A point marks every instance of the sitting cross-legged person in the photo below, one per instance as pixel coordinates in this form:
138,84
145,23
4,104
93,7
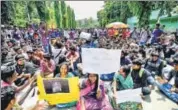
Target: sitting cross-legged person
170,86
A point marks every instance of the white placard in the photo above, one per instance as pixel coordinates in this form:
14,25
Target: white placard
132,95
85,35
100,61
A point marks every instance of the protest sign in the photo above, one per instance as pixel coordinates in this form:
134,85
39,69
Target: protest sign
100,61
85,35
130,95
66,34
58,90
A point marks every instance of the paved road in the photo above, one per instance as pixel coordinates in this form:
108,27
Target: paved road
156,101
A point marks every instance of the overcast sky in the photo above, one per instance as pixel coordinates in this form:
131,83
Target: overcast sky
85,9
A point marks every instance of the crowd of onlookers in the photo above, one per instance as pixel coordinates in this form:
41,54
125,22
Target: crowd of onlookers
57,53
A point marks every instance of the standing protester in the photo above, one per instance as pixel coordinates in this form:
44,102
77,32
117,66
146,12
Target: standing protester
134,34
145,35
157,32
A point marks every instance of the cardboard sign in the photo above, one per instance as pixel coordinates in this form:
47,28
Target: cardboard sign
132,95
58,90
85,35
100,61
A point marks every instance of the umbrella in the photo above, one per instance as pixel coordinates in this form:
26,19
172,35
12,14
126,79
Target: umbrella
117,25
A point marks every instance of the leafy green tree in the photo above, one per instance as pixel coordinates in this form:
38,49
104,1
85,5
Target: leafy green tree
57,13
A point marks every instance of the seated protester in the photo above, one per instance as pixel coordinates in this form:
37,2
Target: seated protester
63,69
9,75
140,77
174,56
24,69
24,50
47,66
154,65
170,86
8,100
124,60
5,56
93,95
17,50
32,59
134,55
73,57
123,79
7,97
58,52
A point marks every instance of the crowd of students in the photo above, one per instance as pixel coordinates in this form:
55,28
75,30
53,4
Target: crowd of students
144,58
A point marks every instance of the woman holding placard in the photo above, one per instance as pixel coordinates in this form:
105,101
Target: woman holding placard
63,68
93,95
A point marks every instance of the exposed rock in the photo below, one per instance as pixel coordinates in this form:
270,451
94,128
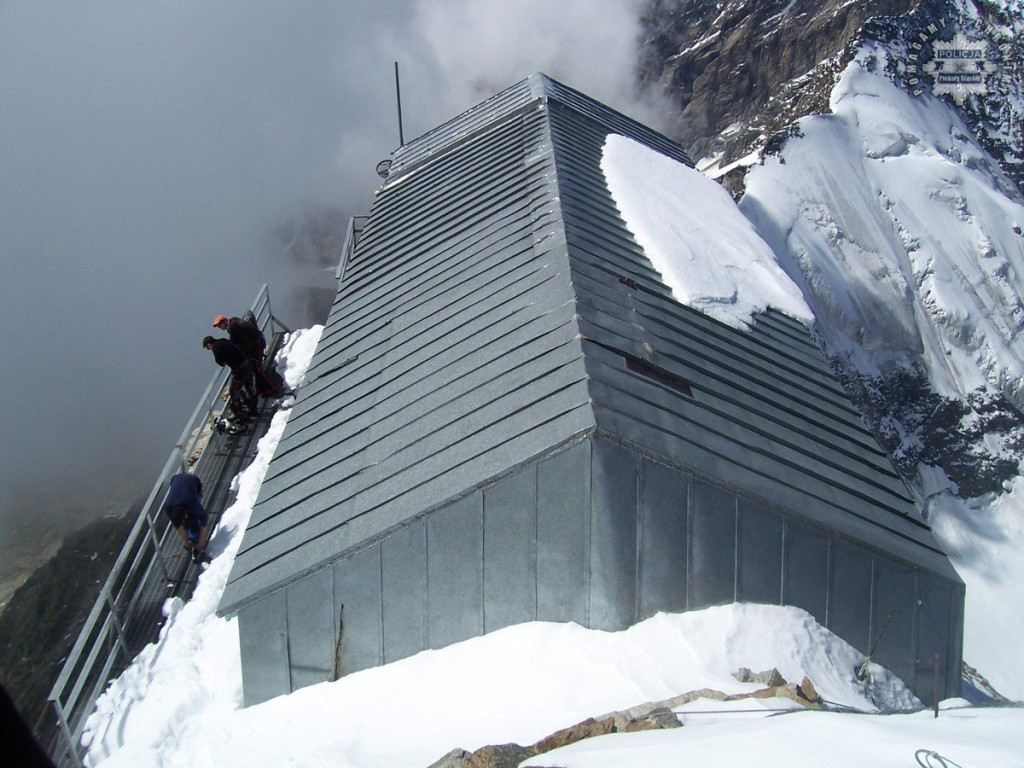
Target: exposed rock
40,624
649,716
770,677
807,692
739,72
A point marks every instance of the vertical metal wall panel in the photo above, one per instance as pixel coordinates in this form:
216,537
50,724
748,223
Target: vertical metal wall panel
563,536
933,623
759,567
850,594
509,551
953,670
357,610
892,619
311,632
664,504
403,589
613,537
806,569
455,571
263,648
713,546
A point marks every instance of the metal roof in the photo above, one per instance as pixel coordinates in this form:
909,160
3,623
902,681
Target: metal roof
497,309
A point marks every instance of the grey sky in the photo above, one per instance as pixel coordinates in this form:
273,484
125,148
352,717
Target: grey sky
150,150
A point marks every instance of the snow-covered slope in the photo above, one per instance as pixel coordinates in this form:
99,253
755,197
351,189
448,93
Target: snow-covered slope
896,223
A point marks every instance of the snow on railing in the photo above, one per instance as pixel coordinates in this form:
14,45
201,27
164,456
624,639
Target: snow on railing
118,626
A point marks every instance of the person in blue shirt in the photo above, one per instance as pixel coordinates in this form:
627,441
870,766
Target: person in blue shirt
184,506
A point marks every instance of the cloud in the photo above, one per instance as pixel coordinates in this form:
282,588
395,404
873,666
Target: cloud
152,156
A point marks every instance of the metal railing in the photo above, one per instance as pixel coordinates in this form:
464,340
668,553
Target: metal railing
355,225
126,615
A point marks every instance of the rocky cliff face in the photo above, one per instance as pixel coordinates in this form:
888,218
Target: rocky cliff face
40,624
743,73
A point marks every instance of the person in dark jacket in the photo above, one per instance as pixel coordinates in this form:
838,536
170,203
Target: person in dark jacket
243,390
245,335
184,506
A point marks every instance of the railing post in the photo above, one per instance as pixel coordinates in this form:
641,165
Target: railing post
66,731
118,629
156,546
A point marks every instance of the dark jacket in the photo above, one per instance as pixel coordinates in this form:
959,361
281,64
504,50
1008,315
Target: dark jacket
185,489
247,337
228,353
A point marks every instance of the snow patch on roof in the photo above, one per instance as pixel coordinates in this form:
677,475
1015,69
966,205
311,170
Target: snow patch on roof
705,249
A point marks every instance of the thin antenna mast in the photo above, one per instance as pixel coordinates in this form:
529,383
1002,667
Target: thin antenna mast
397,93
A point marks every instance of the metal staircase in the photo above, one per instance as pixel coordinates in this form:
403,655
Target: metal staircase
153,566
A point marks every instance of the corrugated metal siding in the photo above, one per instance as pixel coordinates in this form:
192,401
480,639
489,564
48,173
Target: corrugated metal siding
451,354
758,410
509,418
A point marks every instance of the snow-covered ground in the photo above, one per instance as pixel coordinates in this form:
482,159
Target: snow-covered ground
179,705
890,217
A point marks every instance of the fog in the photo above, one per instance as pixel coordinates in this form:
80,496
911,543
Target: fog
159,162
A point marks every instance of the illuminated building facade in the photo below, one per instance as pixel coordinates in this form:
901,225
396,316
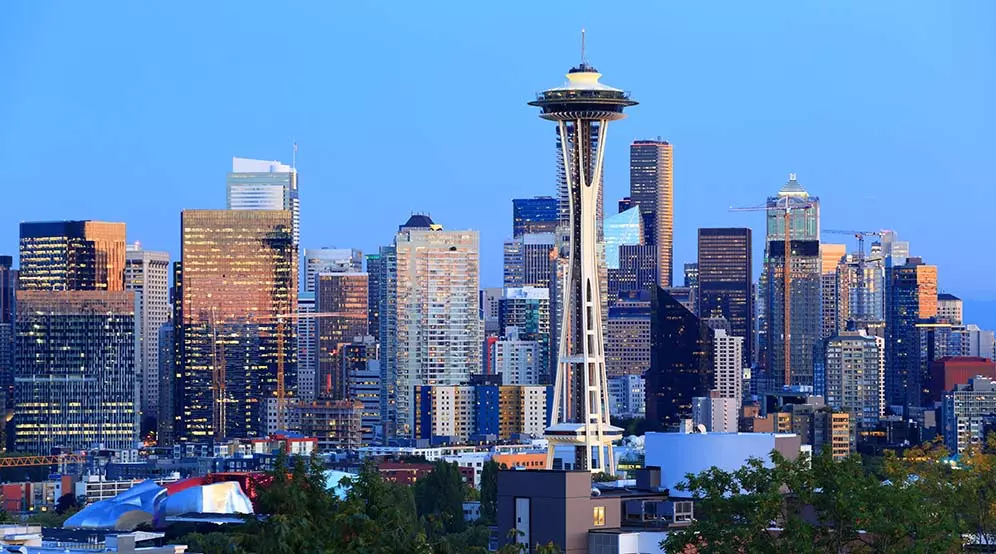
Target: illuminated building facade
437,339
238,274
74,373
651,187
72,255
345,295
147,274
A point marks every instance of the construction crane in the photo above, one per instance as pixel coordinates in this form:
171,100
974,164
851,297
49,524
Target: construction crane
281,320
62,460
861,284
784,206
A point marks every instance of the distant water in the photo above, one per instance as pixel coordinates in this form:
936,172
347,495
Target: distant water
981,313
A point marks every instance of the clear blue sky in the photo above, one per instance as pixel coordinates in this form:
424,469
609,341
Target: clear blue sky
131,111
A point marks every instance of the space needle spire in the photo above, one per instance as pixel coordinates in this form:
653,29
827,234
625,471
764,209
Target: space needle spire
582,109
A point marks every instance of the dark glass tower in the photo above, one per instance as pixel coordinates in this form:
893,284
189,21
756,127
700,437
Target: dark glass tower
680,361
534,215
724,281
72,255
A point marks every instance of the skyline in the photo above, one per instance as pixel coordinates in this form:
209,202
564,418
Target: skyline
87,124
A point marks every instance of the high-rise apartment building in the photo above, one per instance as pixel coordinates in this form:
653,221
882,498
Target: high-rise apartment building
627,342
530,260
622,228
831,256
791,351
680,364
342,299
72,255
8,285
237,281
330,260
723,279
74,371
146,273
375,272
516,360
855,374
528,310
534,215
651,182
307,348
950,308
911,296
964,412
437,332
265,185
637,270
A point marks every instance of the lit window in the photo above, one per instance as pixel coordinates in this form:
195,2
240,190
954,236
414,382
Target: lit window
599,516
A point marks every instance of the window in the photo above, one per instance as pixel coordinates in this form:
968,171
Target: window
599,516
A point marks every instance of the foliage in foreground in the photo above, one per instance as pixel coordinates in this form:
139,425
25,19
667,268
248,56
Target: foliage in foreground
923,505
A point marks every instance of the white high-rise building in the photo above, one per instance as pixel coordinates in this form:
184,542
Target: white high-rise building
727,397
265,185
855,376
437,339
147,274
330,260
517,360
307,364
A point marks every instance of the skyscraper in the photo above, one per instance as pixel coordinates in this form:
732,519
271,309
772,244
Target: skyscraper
* * *
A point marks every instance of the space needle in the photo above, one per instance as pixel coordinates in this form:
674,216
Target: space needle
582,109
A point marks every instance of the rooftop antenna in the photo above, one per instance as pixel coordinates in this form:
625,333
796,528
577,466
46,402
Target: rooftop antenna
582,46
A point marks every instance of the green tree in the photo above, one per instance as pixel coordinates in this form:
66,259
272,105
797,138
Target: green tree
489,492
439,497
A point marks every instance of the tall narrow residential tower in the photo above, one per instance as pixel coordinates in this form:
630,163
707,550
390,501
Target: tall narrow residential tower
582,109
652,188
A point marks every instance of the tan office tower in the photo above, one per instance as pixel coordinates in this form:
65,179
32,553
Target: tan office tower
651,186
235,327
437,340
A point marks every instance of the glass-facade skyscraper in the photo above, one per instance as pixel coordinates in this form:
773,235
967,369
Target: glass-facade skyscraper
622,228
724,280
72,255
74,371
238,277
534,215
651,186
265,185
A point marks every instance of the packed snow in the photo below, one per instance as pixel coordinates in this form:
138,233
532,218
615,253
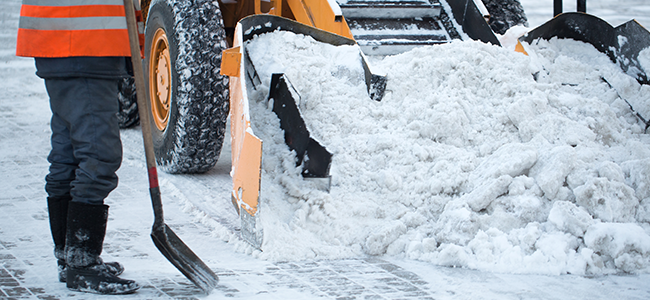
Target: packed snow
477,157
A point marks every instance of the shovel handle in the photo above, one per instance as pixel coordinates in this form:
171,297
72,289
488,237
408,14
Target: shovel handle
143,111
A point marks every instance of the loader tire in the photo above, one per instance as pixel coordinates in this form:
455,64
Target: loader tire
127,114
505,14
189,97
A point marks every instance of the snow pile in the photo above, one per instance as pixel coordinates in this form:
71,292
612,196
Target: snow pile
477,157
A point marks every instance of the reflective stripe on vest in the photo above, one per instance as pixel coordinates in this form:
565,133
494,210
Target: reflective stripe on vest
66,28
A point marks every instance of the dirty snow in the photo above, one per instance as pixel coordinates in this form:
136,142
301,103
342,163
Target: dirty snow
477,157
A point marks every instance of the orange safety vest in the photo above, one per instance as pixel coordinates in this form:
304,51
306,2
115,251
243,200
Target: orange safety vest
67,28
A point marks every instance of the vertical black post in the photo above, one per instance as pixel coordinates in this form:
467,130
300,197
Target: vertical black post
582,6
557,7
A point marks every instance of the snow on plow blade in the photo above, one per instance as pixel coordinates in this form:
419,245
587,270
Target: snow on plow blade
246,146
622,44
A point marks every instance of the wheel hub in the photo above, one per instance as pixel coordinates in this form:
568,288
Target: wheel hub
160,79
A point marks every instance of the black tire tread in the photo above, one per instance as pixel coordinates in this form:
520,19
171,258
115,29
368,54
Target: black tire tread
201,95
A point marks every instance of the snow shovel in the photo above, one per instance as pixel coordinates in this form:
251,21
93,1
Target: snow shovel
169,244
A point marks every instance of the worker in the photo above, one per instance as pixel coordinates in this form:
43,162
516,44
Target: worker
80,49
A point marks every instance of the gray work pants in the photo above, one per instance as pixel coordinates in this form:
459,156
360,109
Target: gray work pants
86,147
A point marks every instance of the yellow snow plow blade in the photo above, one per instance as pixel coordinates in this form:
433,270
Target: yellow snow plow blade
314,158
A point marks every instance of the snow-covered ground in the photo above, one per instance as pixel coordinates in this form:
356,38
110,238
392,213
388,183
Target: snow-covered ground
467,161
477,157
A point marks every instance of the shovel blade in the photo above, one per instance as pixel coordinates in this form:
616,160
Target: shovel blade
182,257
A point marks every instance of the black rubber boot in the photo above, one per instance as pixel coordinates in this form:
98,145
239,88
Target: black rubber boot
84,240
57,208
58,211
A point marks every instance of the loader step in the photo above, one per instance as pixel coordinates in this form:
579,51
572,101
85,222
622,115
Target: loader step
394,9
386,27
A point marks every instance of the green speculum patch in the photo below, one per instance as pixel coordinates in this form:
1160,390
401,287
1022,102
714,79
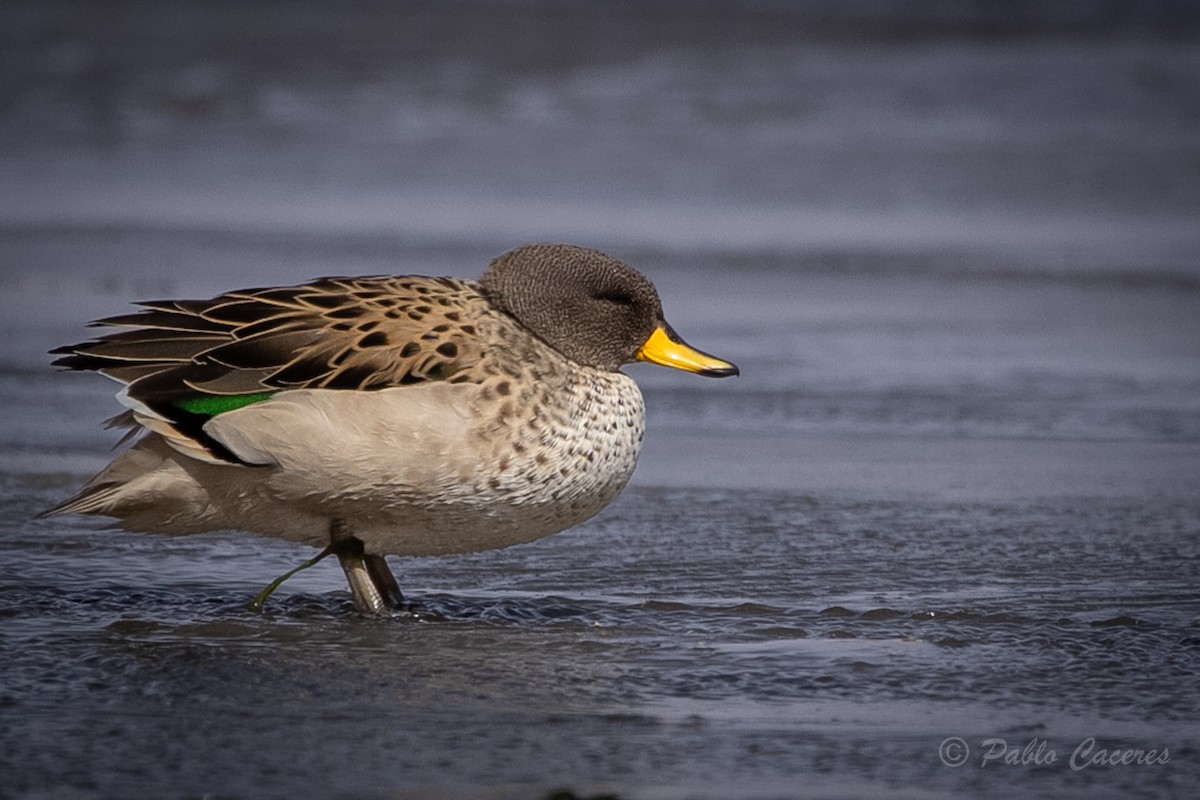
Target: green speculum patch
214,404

* **Task instructions**: Count the lines in the material above that contain the word "students", and reply with the number alone.

* **Task response**: 2